*** Data records ***

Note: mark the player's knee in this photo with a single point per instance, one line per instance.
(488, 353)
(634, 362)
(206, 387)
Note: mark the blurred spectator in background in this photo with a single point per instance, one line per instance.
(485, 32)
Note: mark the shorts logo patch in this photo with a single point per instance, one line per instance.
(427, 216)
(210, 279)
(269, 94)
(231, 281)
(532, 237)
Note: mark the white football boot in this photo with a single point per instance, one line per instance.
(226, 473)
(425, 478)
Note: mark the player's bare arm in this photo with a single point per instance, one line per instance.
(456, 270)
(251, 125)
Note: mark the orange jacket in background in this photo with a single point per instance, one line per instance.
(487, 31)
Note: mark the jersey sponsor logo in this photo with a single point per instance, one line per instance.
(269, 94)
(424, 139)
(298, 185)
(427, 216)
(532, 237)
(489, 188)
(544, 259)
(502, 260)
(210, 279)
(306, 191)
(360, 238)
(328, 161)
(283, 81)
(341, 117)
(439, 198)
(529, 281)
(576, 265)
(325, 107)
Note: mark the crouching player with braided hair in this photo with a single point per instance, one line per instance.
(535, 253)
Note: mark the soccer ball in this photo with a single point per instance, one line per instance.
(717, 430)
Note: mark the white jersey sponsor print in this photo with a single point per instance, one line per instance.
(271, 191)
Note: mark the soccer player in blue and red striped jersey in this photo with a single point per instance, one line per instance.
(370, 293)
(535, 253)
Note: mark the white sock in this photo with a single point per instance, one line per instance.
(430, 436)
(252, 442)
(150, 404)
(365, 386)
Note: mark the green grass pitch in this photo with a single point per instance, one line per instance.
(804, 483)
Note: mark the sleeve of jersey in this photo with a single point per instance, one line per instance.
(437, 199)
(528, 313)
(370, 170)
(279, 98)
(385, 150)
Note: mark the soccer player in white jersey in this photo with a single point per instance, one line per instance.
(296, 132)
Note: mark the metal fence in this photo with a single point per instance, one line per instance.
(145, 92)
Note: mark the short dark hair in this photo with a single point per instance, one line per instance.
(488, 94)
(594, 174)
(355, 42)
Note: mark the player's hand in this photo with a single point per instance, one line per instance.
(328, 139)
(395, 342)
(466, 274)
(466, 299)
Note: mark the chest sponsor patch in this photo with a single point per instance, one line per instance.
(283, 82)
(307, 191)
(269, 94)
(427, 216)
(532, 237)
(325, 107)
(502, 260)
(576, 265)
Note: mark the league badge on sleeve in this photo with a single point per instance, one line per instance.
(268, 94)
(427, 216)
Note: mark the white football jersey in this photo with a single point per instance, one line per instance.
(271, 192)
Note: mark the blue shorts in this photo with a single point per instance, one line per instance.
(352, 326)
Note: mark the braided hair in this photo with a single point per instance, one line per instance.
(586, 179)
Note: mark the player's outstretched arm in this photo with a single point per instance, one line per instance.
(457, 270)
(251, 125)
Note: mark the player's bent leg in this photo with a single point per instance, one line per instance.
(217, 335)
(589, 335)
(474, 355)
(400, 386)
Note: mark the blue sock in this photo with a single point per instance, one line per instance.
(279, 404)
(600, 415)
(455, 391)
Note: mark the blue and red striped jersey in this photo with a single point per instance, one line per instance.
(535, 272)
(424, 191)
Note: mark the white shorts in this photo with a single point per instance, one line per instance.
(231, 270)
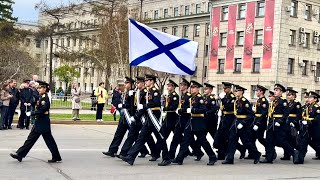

*** End of Data records ***

Every line from the one with "Note: mark the sleeve" through the end of the material above should be restated word for word, with the pictures left out.

Note: mark the sleeve of jersey in this photo with a single point per instance, one line per instance.
(437, 199)
(528, 313)
(370, 170)
(279, 98)
(385, 150)
Note: mark the soccer player in white jersey in this photo with a single point per instance, one line per instance.
(296, 132)
Note: mark the metal fence in this photo with a single point per instance, one line per instance.
(145, 92)
Note: mark the short dark hair in this photo with a single point per instance, one line per instance.
(488, 94)
(594, 174)
(355, 42)
Note: mark the player's hand in this photo with a single point per instance, one line per instance.
(328, 139)
(395, 342)
(466, 274)
(466, 299)
Note: mark the chest sponsor patch in this photo with a single point per instance, one line per instance.
(283, 82)
(307, 191)
(269, 94)
(427, 216)
(532, 237)
(325, 107)
(502, 260)
(576, 265)
Note: mark the league badge on sleeve in this photo with a single point per instance, one line per instance.
(268, 94)
(427, 216)
Note: mark the white football jersey in this photo with a single point per instance, one line per instance.
(271, 192)
Note: mark the blue shorts in this photo with a single point per instance, one line per instance.
(352, 326)
Note: mark the braided hair in this photo with a single point per instance, one line per instance.
(586, 179)
Note: mark the player's outstretched arm in this photo with a single point per instance, one line per instance.
(457, 270)
(251, 125)
Note: mark the player's bent leg in this photo with a single point per instance, one line per instance.
(217, 335)
(589, 335)
(474, 355)
(400, 386)
Note: mark the blue sock in this photo with a single point per instance, one line per instance.
(279, 404)
(600, 415)
(455, 391)
Note: mark the blue and red striped jersey in this photo with a single point per instance, one line per instance.
(535, 272)
(424, 191)
Note: mark the white shorts in this photo with a single point per instance, one line per instance.
(231, 270)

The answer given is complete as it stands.